■ EXTRACT ■

Skip to content

Angana1/Joint-Event-Extraction-NLP

 
 

Repository files navigation

Joint Event-Relation Extraction using Encoder Decoder Architecture

Natural Language Processing Course Project of Group 19 at IIT Kharagpur (Autumn'21). For a detailed description of the methodology and results, please view the Project Report.

Group Members:

  • Angana Mondal (19IE10039)
  • Abhikhya Tripathy (19EC10085)
  • Debaditya Mukhopadhyay (19IE10036)
  • Aditya Basu (19IE10002)

Introduction

Joint-event-extraction is a significant emerging application of NLP techniques which involves extracting structural information (i.e., event triggers, arguments of the event) from unstructured real-world corpora. Existing methods for this task rely on complicated pipelines prone to error propagation.

■ AIM OF THE TASK ■
Can you extract the passage of the event extraction project page from "Repository files navigation" to "Aditya Basu (19IE10002)" word for word? The listing comes from a different source than the text.

■ SUPPLIED ENTRIES ■
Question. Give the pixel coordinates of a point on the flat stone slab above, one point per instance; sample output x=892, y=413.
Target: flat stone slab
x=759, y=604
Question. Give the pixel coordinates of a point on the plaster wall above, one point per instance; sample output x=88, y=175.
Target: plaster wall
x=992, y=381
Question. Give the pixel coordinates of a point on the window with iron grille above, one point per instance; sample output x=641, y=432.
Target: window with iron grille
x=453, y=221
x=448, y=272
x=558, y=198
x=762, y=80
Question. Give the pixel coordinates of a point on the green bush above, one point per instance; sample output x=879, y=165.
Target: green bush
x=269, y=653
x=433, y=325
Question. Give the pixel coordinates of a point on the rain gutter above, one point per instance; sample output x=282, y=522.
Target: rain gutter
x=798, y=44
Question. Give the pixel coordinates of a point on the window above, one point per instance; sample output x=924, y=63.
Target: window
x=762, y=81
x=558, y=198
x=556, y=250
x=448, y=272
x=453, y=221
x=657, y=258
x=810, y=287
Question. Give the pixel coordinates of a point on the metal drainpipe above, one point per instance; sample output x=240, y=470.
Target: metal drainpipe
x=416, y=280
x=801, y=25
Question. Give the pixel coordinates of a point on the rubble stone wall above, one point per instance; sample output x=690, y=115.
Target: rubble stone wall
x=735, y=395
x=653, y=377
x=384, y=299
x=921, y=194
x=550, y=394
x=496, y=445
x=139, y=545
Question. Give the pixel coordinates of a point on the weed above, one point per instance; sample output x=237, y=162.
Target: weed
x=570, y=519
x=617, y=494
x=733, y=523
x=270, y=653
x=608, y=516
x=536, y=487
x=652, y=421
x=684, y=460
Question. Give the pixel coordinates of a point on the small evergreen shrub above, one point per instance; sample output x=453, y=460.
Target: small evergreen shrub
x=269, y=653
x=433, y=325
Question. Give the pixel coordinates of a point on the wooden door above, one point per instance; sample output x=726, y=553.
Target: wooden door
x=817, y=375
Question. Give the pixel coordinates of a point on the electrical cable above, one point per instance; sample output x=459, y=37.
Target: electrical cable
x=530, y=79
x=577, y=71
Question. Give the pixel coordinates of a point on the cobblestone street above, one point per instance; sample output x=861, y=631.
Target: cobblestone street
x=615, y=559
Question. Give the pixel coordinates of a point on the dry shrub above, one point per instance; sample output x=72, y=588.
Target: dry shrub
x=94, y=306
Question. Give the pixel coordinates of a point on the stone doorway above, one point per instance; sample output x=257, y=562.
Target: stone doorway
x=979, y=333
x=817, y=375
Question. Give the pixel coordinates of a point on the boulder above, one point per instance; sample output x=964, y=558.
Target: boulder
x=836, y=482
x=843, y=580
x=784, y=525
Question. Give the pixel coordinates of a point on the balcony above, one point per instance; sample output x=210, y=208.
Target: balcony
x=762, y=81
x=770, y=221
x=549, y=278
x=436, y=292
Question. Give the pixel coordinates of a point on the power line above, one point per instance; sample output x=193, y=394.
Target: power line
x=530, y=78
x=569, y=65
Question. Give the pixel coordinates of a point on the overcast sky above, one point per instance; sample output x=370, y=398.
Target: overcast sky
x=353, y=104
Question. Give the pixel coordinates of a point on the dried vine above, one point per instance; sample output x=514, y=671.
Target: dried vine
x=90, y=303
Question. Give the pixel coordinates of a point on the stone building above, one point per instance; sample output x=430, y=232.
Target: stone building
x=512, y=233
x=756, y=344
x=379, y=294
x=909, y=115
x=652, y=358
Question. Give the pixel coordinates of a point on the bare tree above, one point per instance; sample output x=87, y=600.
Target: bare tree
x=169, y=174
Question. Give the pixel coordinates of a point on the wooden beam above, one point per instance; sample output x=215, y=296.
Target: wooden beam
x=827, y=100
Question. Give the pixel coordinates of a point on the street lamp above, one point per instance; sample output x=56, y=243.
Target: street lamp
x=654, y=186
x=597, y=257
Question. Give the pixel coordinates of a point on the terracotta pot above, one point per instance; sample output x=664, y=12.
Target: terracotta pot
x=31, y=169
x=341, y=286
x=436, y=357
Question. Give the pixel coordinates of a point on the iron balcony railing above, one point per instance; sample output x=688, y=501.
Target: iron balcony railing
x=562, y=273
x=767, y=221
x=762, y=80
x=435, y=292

■ ANSWER BELOW ■
Repository files navigation

Joint Event-Relation Extraction using Encoder Decoder Architecture

Natural Language Processing Course Project of Group 19 at IIT Kharagpur (Autumn'21). For a detailed description of the methodology and results, please view the Project Report.

Group Members:

  • Angana Mondal (19IE10039)
  • Abhikhya Tripathy (19EC10085)
  • Debaditya Mukhopadhyay (19IE10036)
  • Aditya Basu (19IE10002)